◆ Supplied data ◆
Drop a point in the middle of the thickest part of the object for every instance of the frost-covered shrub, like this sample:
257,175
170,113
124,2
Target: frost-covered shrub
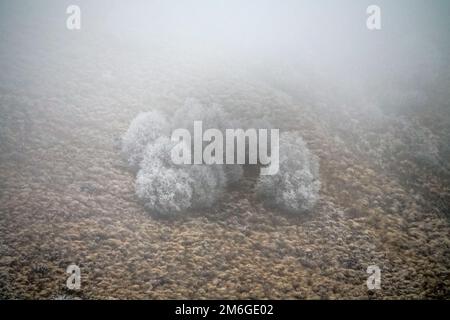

◆ The task ◆
With the pictures left out, output all the entries exactly.

◆ Result of this exercise ◆
Drop a point in the middle of the thickest part of the object for every instance of the frost-covered shrub, like this sample:
257,175
170,113
124,2
Target: frost-covered shrub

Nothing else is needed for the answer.